◆ **Text passage**
►

In the dying days of Nepal’s ten-year Maoist insurgency, UNFPA and other aid organizations were finally able to send staff back into remote regions to reestablish health programs that had been too dangerous to run during the conflict.

One initiative by UNFPA was to hold reproductive health camps, where women from all over the area could come to access free services. Many of the women were elderly, or at least old before their time. They trekked for hours, sometimes days, to reach the camps, and many were looking for help with their prolapsed uterus.

Nepal is mountainous. Rural life is hard. Women have many children. They also carry huge physical weights. Rocks, for example, could be carried on their backs, supported by a piece of rope across the bearer’s forehead for hours up steep trails. All of this causes strain to the muscles supporting the uterus, and sometimes, it drops out.

It smells. It’s uncomfortable. It causes shame and social isolation. But UNFPA helps.

HIV/AIDS was a hidden, secret scourge in southern Nepal. Many young men desperate for money to support their families would cross the border into India for months if not years to earn. They visited brothels while they were there, and brought sexual infections back home with them.

Young Nepali village women crossed the border seeking restaurant or maid work; some of them ended up in the brothels too, unwillingly.

Village health care practitioners were unable to manage the effects of HIV. They had limited education, some nurses told us that drying bedding in the sun would effectively combat the virus. They didn’t have the facilities to test for HIV, let alone the drugs to manage it. Some health workers said that even if they could test for HIV, they wouldn’t tell people the results, because they didn’t have the drugs to help them. What resources their developing government could get to them was often ransacked by the rebels, and they would have had to travel for days across insecure territory to get additional supplies. This was true for basic bandages and birthing kits, let alone more specialised equipment or medication. When people died of suspected HIV complications, the community told themselves they had died of cancer.

It was bleak. It was hidden. It frightened the community. But UNFPA helped by providing education and health care support.

In contexts such as these, where husbands can be away for long periods and can bring back sexually transmitted infections, condoms are not just about birth control. They can literally save lives. During the days of the Maoist insurgency, education on condoms was limited, because travel was limited. Condoms themselves made it to villages, however, and found all sorts of interesting secondary uses. Children inflated them for water bombs or balloons. They were used as makeshift rubber gloves. They were also used the traditional way, and then, because they were in short supply, washed, hung up to dry and used again. And again. And again.

But I won’t rely on the argument that we need to support condom provision because they help to prevent the transmission of HIV and other sexually transmitted infections. Birth control and choice of method is also vital. Families, especially those with limited resources to care for or educate their children, need to be able to plan how many they have and when. UNFPA supports education on contraception and spacing methods.

◄

◆ **Extracted entries**
►

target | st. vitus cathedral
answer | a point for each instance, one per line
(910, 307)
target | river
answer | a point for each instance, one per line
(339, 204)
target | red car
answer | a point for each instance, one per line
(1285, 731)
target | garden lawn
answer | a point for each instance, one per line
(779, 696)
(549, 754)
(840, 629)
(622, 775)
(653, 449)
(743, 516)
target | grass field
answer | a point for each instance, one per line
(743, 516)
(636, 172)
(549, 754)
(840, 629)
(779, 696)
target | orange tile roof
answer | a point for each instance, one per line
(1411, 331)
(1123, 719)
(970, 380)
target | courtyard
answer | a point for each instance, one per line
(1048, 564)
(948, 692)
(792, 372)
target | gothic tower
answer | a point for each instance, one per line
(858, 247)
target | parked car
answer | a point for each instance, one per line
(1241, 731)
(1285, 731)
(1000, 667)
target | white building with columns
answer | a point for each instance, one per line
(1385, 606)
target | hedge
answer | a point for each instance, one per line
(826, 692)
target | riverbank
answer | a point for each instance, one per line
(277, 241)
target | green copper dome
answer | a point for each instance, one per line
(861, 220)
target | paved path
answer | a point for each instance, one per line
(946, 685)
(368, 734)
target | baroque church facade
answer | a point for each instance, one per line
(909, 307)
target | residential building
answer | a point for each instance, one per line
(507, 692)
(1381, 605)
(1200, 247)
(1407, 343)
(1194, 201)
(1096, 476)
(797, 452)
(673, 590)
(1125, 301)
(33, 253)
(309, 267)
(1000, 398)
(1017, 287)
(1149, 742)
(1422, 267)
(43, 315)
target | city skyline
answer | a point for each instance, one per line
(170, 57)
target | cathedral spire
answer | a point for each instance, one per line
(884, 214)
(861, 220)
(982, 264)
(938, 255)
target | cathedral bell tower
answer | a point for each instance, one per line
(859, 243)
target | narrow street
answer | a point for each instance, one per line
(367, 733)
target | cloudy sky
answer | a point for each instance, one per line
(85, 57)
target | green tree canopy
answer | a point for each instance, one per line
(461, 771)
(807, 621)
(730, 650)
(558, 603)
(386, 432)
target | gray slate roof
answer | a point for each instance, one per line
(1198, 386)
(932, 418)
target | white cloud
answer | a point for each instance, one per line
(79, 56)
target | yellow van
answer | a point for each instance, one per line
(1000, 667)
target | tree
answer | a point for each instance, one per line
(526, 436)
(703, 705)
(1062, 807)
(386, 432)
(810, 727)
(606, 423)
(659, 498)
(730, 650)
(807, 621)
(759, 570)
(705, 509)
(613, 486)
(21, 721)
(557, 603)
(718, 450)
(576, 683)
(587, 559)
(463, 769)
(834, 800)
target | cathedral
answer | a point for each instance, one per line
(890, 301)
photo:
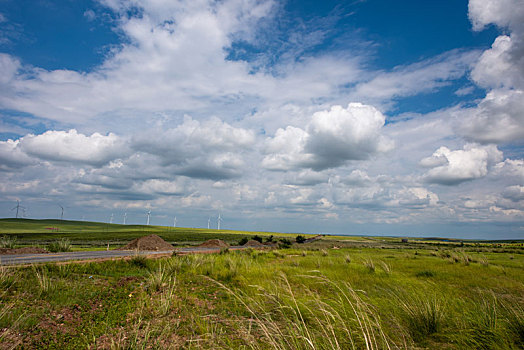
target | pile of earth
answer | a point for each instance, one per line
(24, 250)
(214, 243)
(151, 242)
(254, 244)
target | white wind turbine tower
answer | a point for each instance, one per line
(148, 216)
(62, 214)
(219, 220)
(18, 207)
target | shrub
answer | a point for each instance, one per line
(300, 239)
(424, 315)
(62, 245)
(138, 261)
(284, 243)
(43, 280)
(370, 265)
(8, 242)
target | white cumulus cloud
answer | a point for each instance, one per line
(453, 167)
(71, 146)
(332, 137)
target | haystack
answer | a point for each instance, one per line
(254, 244)
(214, 243)
(24, 250)
(151, 242)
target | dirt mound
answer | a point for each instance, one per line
(214, 243)
(254, 244)
(151, 242)
(24, 250)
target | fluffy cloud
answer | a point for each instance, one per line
(453, 167)
(514, 193)
(504, 13)
(74, 147)
(500, 116)
(211, 149)
(331, 138)
(421, 77)
(11, 157)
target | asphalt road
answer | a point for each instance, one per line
(18, 259)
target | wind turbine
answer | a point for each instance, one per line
(18, 207)
(62, 214)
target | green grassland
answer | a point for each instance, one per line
(337, 293)
(96, 234)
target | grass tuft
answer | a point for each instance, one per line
(43, 280)
(61, 245)
(423, 314)
(8, 242)
(370, 265)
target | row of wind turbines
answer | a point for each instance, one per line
(148, 213)
(19, 208)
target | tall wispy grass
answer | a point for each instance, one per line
(61, 245)
(43, 280)
(423, 314)
(7, 242)
(280, 319)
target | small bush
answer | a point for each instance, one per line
(284, 243)
(157, 279)
(385, 267)
(300, 239)
(43, 280)
(424, 315)
(139, 261)
(7, 242)
(62, 245)
(370, 265)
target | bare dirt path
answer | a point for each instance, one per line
(22, 259)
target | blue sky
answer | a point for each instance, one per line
(301, 116)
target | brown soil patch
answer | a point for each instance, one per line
(151, 242)
(214, 243)
(24, 250)
(254, 244)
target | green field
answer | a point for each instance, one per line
(337, 293)
(95, 234)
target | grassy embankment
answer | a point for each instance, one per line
(308, 297)
(95, 235)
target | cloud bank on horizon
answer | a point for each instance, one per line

◄

◆ **What you will do**
A. List the effects of a prolapsed uterus that the Nepal passage names.
B. Summarize the Nepal passage in two sentences.
C. According to the Nepal passage, how long did the Maoist insurgency last?

◆ **Answers to this exercise**
A.
- It smells.
- It is uncomfortable.
- It causes shame.
- It causes social isolation.

B. As Nepal's Maoist insurgency ended, UNFPA returned to remote regions and held reproductive health camps, where many women sought help for a prolapsed uterus. Village health workers could not test for or treat HIV, so UNFPA provided education and health care support and also promoted condoms and contraception, both to prevent infection and to let families plan how many children they have and when.

C. Ten years.